§ **Prompt**: Can you write out all of the material below, word for word?

§ **Data provided**:
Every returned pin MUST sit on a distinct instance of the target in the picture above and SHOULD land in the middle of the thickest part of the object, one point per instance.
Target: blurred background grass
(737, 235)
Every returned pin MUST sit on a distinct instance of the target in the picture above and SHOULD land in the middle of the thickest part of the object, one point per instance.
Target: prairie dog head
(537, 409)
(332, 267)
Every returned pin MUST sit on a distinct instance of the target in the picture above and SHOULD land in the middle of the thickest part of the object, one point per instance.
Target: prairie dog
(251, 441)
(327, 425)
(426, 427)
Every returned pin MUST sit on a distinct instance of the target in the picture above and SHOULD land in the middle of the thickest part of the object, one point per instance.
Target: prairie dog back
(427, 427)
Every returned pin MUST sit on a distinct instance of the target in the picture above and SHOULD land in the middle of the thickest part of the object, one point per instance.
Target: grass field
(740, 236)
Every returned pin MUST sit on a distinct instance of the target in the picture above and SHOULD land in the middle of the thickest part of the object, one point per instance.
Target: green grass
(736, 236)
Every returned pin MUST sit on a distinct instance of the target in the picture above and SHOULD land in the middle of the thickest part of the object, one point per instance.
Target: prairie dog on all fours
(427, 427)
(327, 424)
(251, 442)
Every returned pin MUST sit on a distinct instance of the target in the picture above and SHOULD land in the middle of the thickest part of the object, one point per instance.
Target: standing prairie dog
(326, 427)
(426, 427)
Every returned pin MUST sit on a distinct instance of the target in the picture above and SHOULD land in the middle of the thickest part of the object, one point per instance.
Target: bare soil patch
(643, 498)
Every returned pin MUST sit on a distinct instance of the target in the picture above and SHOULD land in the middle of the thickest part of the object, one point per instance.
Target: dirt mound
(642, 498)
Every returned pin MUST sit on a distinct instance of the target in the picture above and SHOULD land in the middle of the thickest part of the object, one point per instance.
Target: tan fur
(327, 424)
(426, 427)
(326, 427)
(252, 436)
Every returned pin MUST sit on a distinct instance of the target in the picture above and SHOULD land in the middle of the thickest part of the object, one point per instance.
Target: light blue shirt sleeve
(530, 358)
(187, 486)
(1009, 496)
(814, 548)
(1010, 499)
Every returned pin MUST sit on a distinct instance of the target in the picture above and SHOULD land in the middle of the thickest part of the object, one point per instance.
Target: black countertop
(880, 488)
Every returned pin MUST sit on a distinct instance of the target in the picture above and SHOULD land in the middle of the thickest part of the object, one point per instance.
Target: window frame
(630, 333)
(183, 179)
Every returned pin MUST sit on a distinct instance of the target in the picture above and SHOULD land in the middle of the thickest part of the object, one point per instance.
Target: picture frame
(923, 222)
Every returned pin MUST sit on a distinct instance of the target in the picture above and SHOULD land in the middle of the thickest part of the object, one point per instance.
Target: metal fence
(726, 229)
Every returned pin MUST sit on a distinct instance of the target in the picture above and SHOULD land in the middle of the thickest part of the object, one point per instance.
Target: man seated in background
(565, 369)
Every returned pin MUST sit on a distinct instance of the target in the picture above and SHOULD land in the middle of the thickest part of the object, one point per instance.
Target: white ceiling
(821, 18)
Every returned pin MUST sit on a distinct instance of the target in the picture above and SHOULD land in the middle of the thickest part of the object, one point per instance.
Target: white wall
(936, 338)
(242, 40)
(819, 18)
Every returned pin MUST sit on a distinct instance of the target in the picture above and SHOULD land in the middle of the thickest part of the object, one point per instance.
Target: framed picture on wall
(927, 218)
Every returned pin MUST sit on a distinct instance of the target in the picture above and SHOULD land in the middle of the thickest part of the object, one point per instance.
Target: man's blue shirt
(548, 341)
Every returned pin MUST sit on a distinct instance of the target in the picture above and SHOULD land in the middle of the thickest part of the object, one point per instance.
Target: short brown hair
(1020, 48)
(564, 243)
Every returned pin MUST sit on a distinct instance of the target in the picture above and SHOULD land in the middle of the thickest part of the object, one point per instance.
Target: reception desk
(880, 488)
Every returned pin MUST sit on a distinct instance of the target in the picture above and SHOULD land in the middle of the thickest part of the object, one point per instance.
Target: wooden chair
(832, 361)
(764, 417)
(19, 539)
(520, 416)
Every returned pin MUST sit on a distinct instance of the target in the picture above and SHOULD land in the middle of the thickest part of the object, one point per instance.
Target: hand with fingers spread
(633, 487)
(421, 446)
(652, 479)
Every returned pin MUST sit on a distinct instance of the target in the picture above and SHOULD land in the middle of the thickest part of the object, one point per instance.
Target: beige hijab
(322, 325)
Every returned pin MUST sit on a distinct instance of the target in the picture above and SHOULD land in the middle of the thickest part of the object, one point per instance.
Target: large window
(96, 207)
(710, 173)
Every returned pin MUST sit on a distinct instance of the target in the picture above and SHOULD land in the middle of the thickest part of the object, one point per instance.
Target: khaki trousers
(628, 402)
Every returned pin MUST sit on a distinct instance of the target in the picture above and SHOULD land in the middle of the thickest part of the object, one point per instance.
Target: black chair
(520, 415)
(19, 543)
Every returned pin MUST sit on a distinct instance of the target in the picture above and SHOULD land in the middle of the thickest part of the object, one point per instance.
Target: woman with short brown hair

§ **Result of the exercise**:
Every returned pin MUST sit on a distinct instance of the target in the picture above and SHOULD land in the middle of the thickest part of the object, one point per instance.
Target: blurred background grass
(737, 235)
Every returned pin MUST sit on a distinct instance of the target in the picture above and SHOULD land in the middle of the thickest part of the object, one point per instance.
Target: prairie dog head
(537, 409)
(332, 267)
Every returned pin MUST sit on a distinct instance of the target in the picture above and SHOULD land in the middle of the thickest part of the object, one point per instance.
Target: prairie dog
(251, 441)
(327, 425)
(426, 427)
Every returned pin MUST sit on a distinct instance of the target in the picture above and SHOULD land in the middle of the thickest part of the object, one point per instance.
Target: prairie dog back
(427, 427)
Every returned pin MUST sit on a distinct instance of the target in the picture above and SHOULD land in the middle of the thickest part of the object, one point per instance.
Target: grass field
(740, 236)
Every returned pin MUST sit on a distinct instance of the target in the picture above and SHOULD land in the middle of the thickest part of the object, one point per instance.
Target: green grass
(736, 236)
Every returned pin MUST sit on a distinct instance of the target in the picture above and SHOULD land in the middle of the thickest part of the object, one point per instance.
Target: prairie dog on all fours
(427, 427)
(327, 424)
(251, 442)
Every returned pin MUST sit on a distinct instance of the target in the picture above and SHOULD land in the middle of the thickest part of the object, one point per instance.
Target: standing prairie dog
(326, 427)
(426, 427)
Every returned pin MUST sit on a distinct instance of the target in the picture above and SHOULD land in the middle of the thickest part of the object, one point per instance.
Target: bare soil patch
(643, 498)
Every returned pin MUST sit on a distinct instance of the target in the picture above and SHOULD land in the middle of the thickest part of the object, one point per instance.
Target: dirt mound
(642, 498)
Every returned pin MUST sit on a distinct instance of the target in the picture above and SHOULD land in the middle of the thickest part of the object, one point per instance.
Target: tan fur
(327, 424)
(426, 427)
(326, 427)
(252, 436)
Every returned pin MUST sit on a distinct instance of the target in the picture above and SHOULD land in the middle of the thickest part of the object, one point per instance.
Target: light blue shirt sleeve
(530, 358)
(187, 486)
(1009, 496)
(814, 548)
(1010, 499)
Every returned pin MUST sit on a distinct instance of the target in the picture above and SHOULD land in the middle of the thickest part of the object, one point per instance.
Target: black countertop
(880, 488)
Every returned pin MUST sit on a distinct instance of the target in the picture above and SHOULD land in the middle of the thickest part of the object, one point per instance.
Target: window frame
(630, 333)
(183, 179)
Every returned pin MUST sit on a distinct instance of the target in the picture above and SHOULD land in the middle of the thickest part of the object, one point per instance.
Target: picture frame
(923, 222)
Every returned pin MUST sit on a distinct instance of the target in the picture above and SHOULD land in the middle of the thickest part of the object, one point per instance.
Target: metal fence
(726, 229)
Every returned pin MUST sit on a distinct instance of the target in the picture above and SHOULD land in the middle of the thickest part of the object, one point per instance.
Target: man seated in background
(565, 369)
Every returned pin MUST sit on a distinct instance of the target in the picture above and SHOULD land in the middle of the thickest part of the object, one point per instance.
Target: white ceiling
(821, 18)
Every returned pin MUST sit on a distinct instance of the target in the picture above and SHOULD land in the middle of the thickest part of the object, one point per instance.
Target: white wall
(936, 338)
(242, 40)
(819, 18)
Every returned pin MUST sit on a distinct instance of the target in the picture above and SHOULD land in the middle of the thickest part of the object, one point per instance.
Target: framed picture on wall
(927, 218)
Every returned pin MUST sit on a distinct instance of the target in the picture above and SHOULD land in the middle of the thickest part of the object, one point per instance.
Target: man's blue shirt
(548, 341)
Every returned pin MUST sit on a distinct instance of the target in the picture above and SHOULD land in the middle of the thickest part of the object, one point per instance.
Target: short brown hair
(1020, 48)
(564, 243)
Every returned pin MUST sit on a distinct instance of the target in the picture above and SHOULD land in the middle of the thickest part of the object, one point per instance.
Target: reception desk
(880, 488)
Every returned pin MUST sit on a distinct instance of the target in the picture above and SHOULD land in the middle of the thickest part of the object, one point per instance.
Target: wooden chair
(832, 361)
(764, 417)
(19, 539)
(520, 416)
Every returned pin MUST sit on a distinct instance of the target in the picture above and SHOULD land in the middle of the thickest part of the object, one point per instance.
Target: hand with fingers spread
(633, 487)
(421, 446)
(652, 479)
Every returned pin MUST sit on a distinct instance of the target in the picture above and SHOULD land in the middle of the thickest part of the object, one point per instance.
Target: beige hijab
(322, 325)
Every returned pin MUST sit on a distinct instance of the target in the picture above and SHOULD land in the middle of the thickest part of the object, one point per instance.
Target: large window
(96, 207)
(710, 173)
Every returned pin MUST sit on a distinct instance of the target in the picture above and SHOULD land in the middle of the thickest part of the object, one point per instance.
Target: khaki trousers
(628, 402)
Every returned pin MUST sit on a distinct instance of the target in the picture above and SHOULD land in the middle of the thickest part of the object, one point per instance.
Target: black chair
(520, 415)
(19, 543)
Every returned pin MUST sit on a distinct instance of the target in the picture above and SHOULD land in the middle of the thickest part of the object, one point per instance.
Target: woman with short brown hair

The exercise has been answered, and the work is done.